Content starts

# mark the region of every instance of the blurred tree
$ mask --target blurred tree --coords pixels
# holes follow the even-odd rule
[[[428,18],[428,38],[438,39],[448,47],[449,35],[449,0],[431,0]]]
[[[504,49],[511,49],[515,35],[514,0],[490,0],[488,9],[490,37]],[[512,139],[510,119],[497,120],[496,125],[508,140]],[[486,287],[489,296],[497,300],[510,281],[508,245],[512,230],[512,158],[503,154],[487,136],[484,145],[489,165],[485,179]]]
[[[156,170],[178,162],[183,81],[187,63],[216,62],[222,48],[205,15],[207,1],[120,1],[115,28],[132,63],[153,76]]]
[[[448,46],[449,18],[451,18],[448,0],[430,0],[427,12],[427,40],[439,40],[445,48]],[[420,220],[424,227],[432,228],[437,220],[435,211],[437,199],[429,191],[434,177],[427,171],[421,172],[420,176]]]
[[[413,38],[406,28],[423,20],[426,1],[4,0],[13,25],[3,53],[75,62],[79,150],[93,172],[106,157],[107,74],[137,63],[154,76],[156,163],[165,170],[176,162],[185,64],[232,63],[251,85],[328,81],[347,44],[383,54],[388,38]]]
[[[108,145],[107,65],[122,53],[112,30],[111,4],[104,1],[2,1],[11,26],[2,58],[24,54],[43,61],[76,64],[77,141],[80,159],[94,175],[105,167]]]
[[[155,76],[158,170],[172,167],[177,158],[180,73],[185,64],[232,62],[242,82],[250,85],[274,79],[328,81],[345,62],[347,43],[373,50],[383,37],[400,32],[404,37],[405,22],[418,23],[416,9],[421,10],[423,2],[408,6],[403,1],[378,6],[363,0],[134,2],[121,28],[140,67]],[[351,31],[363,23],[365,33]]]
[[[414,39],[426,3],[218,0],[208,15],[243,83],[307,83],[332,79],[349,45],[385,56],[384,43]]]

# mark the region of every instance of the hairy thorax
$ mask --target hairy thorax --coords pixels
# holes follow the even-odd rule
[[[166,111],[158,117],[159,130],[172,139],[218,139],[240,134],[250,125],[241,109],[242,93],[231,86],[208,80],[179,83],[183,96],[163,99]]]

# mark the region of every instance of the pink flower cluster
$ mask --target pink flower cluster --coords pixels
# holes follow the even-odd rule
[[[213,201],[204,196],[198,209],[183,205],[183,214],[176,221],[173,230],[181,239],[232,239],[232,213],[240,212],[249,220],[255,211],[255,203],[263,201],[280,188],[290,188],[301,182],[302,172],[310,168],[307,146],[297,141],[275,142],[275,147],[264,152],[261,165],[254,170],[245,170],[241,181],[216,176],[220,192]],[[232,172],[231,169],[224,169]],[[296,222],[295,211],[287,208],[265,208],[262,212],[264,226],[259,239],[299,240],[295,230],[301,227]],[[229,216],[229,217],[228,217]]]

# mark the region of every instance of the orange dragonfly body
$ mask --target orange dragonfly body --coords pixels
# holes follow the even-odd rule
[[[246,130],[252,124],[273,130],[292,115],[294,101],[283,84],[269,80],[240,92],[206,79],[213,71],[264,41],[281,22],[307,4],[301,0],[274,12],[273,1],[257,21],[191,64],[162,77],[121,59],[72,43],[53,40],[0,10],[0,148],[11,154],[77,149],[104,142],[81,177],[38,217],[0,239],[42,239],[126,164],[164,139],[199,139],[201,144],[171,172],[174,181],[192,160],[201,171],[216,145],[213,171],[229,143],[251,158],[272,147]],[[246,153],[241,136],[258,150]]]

Content ends

WHAT YOU NEED TO DO | An exact, complete copy of the data is the only acceptable answer.

REPLY |
# mark the region of every instance of the blurred tree
$ mask --target blurred tree --coords pixels
# holes follow the even-odd rule
[[[428,18],[428,38],[438,39],[448,47],[449,35],[449,0],[431,0]]]
[[[504,49],[511,49],[515,35],[514,0],[490,0],[488,9],[490,37]],[[512,139],[510,119],[497,120],[496,125],[508,140]],[[486,287],[489,296],[497,300],[510,281],[508,245],[512,230],[512,158],[503,154],[487,136],[484,145],[489,165],[485,179]]]
[[[156,170],[178,162],[183,81],[187,63],[216,62],[222,48],[205,15],[207,1],[120,1],[115,28],[132,63],[153,76]]]
[[[448,46],[449,18],[451,18],[448,0],[430,0],[427,12],[427,40],[439,40],[445,48]],[[420,220],[424,227],[432,228],[437,220],[435,211],[437,199],[429,191],[434,177],[427,171],[421,172],[420,176]]]
[[[413,38],[406,28],[423,20],[426,1],[4,0],[13,25],[3,53],[75,62],[79,150],[93,172],[106,157],[107,74],[137,63],[154,76],[156,163],[165,170],[176,162],[185,64],[232,63],[251,85],[328,81],[347,44],[383,54],[388,38]]]
[[[108,145],[107,65],[122,53],[112,30],[111,4],[104,1],[2,1],[11,26],[2,58],[24,54],[43,61],[76,64],[77,141],[80,159],[94,175],[105,167]]]
[[[155,76],[158,170],[172,167],[177,158],[180,73],[185,64],[232,62],[242,82],[250,85],[274,79],[328,81],[345,62],[347,43],[373,50],[383,37],[400,32],[404,37],[405,22],[418,23],[416,9],[421,10],[423,2],[408,6],[403,1],[378,6],[363,0],[134,2],[121,28],[140,67]],[[351,31],[363,23],[365,33]]]
[[[414,39],[426,3],[218,0],[208,15],[243,83],[307,83],[332,79],[349,45],[385,56],[384,43]]]

# mark the region of every instance of the hairy thorax
$ mask --target hairy thorax --coords pixels
# holes follow the even-odd rule
[[[166,111],[158,117],[159,130],[172,139],[218,139],[240,134],[250,125],[241,109],[242,93],[231,86],[208,80],[179,83],[183,96],[163,99]]]

# mark the region of every instance of the pink flower cluster
$ mask --target pink flower cluster --coords pixels
# holes follow the even-odd rule
[[[213,201],[204,196],[198,209],[183,205],[183,214],[176,221],[173,230],[181,239],[232,239],[232,213],[240,212],[249,220],[255,211],[255,203],[263,201],[280,188],[290,188],[301,182],[302,172],[310,168],[307,146],[297,141],[275,142],[275,147],[264,152],[261,165],[254,170],[245,170],[241,181],[216,176],[220,192]],[[232,172],[231,169],[224,169]],[[296,222],[295,211],[287,208],[265,208],[262,212],[264,226],[259,239],[299,240],[295,230],[301,227]],[[229,216],[229,217],[228,217]]]

# mark the region of every instance of the orange dragonfly body
$ mask --target orange dragonfly body --coords pixels
# holes follow the even-odd rule
[[[246,130],[252,124],[273,130],[292,115],[294,101],[283,84],[269,80],[240,92],[206,79],[213,71],[264,41],[281,22],[307,4],[301,0],[274,12],[273,1],[257,21],[191,64],[162,77],[121,59],[72,43],[53,40],[0,10],[0,148],[11,154],[77,149],[104,142],[81,177],[38,217],[0,239],[42,239],[126,164],[164,139],[199,139],[201,144],[171,172],[174,181],[192,160],[201,171],[216,145],[213,171],[229,143],[251,158],[272,147]],[[246,153],[241,136],[258,150]]]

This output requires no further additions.